* _PROBLEMS TO SOLVE_
1 - In the minister's remarks opening the SEZ conference exhibition, how many direct jobs have the companies in the zones created?
2 - List each rand amount the minister's SEZ exhibition remarks mention, along with what it refers to.

* Begin PROVIDED PASSAGE *

Minister Parks Tau: Remarks at 2nd Second International Special Economic Zones Conference

Remarks by Minister Parks Tau at the 2nd  Second International Special  Economic Zones Conference “Reigniting Industrialisation through World-Class SEZs”,  Durban Exhibition Centre, KwaZulu-Natal 

EXHIBITION OPENING AND TOUR 
Programme Director, Premier of KwaZulu-Natal, 
Honourable Thamsanqa Ntuli, 
MEC for Economic Development in KZN, Rev. Zondi, 
Distinguished Exhibitors, 
Investors and Delegates, 
Members of the Media, 
Ladies and Gentlemen, 
Good morning. 

This exhibition is the working floor of South Africa's Second International Special Economic Zones Conference. Our plenary sessions set the policy direction. This floor shows the policy in practice. Thirteen Special Economic Zones are designated across eight of South Africa's nine provinces. Two hundred and twenty-four companies operate within them. 

They have invested a combined R31.7 billion, a net increase of R17.2 billion over the past eight years. They have created 28,821 direct jobs. The dtic has supported this performance with R12 billion in top structure and bulk infrastructure since inception. The stands in this hall represent that investment in concrete form. 

I ask delegates to move beyond the podium conversation this week and into the detail available on this floor: the incentive packages, the site readiness, and the investor case studies that sit behind our headline numbers. Three results deserve specific mention as I open this exhibition.

* End PROVIDED PASSAGE *
* Begin EXTRACTED RECORDS *

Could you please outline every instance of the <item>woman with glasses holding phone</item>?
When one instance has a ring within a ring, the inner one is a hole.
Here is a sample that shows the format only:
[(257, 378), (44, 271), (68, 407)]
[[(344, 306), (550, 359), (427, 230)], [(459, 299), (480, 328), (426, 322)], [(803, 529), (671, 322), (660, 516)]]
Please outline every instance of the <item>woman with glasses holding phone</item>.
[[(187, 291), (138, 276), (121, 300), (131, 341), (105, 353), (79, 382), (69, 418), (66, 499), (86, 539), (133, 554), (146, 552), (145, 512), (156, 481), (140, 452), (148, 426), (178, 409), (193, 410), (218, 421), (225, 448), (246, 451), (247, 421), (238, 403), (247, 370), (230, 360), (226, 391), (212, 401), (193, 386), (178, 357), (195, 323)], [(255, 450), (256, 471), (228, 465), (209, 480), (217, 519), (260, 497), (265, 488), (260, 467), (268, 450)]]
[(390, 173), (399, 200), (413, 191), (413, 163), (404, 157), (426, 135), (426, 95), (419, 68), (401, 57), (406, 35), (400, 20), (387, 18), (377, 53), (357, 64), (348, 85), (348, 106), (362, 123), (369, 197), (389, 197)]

* End EXTRACTED RECORDS *

* _SOLUTIONS BY TASK_
1 - 28,821 direct jobs.

2 -
- R31.7 billion: the combined investment by companies operating in the Special Economic Zones
- R17.2 billion: the net increase in that investment over the past eight years
- R12 billion: the dtic's support in top structure and bulk infrastructure since inception